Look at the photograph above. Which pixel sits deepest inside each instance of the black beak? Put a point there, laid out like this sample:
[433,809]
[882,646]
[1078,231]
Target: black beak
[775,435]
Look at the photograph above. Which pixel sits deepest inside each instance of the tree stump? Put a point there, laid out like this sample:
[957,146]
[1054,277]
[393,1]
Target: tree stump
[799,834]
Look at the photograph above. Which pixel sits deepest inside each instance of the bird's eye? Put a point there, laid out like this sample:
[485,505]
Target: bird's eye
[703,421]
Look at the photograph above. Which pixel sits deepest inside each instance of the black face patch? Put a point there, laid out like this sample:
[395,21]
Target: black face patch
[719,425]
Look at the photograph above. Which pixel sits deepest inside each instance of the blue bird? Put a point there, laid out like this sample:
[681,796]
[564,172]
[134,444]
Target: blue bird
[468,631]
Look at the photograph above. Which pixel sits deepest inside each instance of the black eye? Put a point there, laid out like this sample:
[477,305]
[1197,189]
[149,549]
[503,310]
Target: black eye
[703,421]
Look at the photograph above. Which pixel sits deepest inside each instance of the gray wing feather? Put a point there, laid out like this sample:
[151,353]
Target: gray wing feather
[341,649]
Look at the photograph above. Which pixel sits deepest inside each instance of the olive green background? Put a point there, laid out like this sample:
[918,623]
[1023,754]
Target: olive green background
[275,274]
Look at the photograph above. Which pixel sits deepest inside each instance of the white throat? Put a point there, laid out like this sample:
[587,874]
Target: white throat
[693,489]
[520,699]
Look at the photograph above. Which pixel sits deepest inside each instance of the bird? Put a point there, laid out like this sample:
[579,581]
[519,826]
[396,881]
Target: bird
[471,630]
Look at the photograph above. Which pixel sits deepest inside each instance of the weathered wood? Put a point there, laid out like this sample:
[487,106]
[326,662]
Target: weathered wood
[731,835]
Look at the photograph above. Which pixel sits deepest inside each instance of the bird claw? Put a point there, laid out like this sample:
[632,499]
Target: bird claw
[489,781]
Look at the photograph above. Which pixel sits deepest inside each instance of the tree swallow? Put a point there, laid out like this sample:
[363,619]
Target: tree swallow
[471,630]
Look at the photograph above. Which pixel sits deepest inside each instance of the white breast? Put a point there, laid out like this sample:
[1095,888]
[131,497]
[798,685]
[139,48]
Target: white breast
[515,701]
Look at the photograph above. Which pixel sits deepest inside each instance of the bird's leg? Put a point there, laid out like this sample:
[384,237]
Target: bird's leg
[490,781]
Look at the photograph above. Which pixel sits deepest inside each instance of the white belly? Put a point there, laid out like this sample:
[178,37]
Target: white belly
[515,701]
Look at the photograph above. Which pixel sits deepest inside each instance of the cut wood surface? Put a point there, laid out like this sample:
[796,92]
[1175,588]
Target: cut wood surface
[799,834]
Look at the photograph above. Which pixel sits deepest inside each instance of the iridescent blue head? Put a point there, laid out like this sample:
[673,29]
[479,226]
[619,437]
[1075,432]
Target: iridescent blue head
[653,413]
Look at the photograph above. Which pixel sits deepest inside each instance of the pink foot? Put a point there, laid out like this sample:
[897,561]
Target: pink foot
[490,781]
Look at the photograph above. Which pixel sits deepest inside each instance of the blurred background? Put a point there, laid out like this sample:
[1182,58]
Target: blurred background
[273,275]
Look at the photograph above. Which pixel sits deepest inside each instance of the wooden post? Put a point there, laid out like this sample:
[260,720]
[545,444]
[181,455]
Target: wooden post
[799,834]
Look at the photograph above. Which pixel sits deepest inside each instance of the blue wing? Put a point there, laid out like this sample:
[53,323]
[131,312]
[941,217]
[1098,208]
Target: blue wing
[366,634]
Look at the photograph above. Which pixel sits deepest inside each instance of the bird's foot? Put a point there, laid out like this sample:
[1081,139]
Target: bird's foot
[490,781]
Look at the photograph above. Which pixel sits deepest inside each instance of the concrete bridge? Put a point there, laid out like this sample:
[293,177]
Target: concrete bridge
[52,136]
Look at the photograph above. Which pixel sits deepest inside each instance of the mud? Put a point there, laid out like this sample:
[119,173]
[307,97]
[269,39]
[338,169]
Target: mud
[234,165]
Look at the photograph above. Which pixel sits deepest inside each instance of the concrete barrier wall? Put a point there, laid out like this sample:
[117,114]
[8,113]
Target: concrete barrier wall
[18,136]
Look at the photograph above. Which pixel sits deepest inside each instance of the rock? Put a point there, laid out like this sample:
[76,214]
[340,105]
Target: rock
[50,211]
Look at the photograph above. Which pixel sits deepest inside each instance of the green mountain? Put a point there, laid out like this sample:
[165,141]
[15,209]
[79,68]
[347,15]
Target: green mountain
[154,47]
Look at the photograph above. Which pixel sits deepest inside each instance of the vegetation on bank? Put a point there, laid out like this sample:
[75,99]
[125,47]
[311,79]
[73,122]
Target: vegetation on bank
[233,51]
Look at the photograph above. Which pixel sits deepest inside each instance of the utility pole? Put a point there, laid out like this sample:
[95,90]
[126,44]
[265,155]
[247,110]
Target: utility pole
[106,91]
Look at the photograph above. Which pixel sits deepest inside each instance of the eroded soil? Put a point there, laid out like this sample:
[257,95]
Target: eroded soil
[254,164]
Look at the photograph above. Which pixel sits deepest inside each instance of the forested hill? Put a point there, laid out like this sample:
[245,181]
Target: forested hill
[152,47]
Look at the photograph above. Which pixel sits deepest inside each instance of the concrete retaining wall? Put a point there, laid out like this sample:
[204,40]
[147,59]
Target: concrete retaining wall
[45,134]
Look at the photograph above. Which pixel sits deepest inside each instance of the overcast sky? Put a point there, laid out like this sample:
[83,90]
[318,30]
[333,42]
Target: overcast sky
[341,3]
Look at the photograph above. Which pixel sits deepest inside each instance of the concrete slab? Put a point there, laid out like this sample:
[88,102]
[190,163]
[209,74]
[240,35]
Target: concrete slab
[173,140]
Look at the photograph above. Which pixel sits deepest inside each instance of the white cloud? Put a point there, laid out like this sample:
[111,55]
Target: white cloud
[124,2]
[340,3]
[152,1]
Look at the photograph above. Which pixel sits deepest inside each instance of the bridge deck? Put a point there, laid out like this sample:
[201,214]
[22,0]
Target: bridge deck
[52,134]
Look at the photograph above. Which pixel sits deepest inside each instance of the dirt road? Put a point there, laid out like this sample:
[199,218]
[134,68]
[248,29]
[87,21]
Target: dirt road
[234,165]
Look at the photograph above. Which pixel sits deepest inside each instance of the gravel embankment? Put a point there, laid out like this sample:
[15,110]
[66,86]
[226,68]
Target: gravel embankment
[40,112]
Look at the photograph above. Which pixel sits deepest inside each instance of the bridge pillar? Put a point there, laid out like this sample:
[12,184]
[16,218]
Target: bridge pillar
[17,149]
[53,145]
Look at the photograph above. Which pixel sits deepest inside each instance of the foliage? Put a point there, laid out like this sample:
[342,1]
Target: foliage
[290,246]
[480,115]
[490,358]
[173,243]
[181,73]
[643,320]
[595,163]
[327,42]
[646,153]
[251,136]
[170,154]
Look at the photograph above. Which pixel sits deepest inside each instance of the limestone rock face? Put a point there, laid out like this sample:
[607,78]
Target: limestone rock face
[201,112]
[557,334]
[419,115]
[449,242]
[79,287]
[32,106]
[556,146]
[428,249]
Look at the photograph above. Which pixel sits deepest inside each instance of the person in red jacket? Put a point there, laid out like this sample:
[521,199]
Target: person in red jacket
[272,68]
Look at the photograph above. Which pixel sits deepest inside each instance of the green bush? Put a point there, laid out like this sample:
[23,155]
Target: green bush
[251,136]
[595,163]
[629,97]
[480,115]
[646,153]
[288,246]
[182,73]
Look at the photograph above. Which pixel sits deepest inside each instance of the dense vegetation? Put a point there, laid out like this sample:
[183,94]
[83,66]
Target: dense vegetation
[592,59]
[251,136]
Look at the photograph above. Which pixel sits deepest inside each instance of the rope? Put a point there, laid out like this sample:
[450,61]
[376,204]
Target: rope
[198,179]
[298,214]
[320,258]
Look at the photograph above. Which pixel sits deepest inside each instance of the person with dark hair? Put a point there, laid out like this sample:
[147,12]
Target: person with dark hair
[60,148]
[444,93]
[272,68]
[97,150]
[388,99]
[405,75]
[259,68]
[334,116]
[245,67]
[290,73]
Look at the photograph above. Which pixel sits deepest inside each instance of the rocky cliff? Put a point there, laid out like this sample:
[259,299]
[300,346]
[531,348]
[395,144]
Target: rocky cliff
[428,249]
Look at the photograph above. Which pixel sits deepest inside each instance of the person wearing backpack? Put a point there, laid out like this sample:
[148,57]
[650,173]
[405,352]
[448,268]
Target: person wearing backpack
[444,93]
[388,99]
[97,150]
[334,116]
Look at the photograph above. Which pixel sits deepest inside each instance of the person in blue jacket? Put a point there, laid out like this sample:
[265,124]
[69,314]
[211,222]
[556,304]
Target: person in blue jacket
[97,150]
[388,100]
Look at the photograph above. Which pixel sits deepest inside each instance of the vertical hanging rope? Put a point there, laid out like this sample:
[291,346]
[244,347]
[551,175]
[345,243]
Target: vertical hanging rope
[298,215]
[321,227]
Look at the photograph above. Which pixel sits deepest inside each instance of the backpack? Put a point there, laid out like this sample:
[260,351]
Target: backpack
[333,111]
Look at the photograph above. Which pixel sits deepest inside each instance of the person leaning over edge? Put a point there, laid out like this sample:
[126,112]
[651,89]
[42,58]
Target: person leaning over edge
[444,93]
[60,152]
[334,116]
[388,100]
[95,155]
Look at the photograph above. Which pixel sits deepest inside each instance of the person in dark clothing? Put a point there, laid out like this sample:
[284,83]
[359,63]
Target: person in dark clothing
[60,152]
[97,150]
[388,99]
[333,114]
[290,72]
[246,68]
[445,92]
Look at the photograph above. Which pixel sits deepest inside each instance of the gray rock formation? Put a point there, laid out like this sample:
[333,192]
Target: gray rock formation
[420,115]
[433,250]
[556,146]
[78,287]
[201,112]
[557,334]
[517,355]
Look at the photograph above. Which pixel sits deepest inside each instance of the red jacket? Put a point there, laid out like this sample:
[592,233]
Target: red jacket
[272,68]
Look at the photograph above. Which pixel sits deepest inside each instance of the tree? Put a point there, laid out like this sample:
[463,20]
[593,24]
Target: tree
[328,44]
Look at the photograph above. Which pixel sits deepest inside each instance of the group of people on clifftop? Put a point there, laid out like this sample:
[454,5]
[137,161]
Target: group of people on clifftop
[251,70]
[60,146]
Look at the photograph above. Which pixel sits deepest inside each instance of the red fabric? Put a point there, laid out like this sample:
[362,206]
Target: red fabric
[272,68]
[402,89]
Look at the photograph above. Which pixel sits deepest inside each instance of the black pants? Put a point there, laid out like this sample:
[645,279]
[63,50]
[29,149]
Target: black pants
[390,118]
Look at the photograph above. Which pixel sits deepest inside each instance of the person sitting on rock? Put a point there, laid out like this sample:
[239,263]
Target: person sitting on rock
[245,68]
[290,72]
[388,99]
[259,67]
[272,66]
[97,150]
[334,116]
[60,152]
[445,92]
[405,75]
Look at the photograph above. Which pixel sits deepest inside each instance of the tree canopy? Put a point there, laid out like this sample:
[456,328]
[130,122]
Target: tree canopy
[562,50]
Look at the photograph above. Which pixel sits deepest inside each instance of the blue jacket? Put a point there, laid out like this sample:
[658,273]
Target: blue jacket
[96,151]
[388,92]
::::::::::
» REQUIREMENT:
Restate word for word the entries above from the line with "of the pink" through the line with "of the utility", inclusive, leaving out everything else.

» ANSWER SPACE:
Look at the photograph above. Which pixel sits deepest inside each instance of the pink foot? Put a point there, laid out like this sample:
[897,561]
Target: pink foot
[490,781]
Look at the photograph above. Which pixel sits deepest inside each instance of the blurred background? Put a point there, laid out like this sample:
[1182,58]
Target: blurred background
[273,275]
Look at the photograph above. Which pixel sits deepest inside each instance of the wooden post? Put a point there, laid out like this sample:
[260,720]
[545,444]
[181,455]
Target: wooden post
[799,834]
Look at the photograph above. Which pixel sits deepest inside each instance of the blue wing? Put a point there, laid out like this sample:
[53,323]
[131,312]
[941,217]
[1098,208]
Target: blue wing
[366,634]
Look at the photograph above. Which pixel sits deepest inside each instance of the bird's foot? Put a point there, laid out like this sample:
[1081,139]
Target: bird's foot
[490,781]
Look at the photograph above. Which pixel sits deepest inside each instance of the concrete bridge? Put a point there, laid out like this sample:
[293,177]
Target: concrete bridge
[52,136]
Look at the photograph above. Which pixel sits deepest inside each instance of the mud? Put a point there, laid out like this sample:
[119,173]
[307,97]
[269,39]
[338,169]
Target: mud
[234,165]
Look at the photograph above. Which pixel sits deepest inside each instance of the concrete barrier wall? Put a point there, laid out like this sample:
[117,114]
[8,113]
Target: concrete barrier wall
[18,136]
Look at the photograph above. Which pixel sits deepest inside each instance of the rock? Put a point there, laid out like this sample:
[76,214]
[340,105]
Target: rock
[50,211]
Look at the photograph above. Which pixel sits deepest inside each instance of the green mountain? Put a point there, laid out like this sample:
[165,141]
[15,209]
[79,68]
[347,15]
Target: green mountain
[154,47]
Look at the photograph above. Which pixel sits deepest inside each instance of the vegetation on bank? Put a point there, laid out like this sample:
[75,99]
[125,47]
[311,79]
[73,122]
Target: vegetation on bank
[233,51]
Look at the photograph above. Which pixel sits deepest inside each instance of the utility pole? Put a point there, laid out like this sample:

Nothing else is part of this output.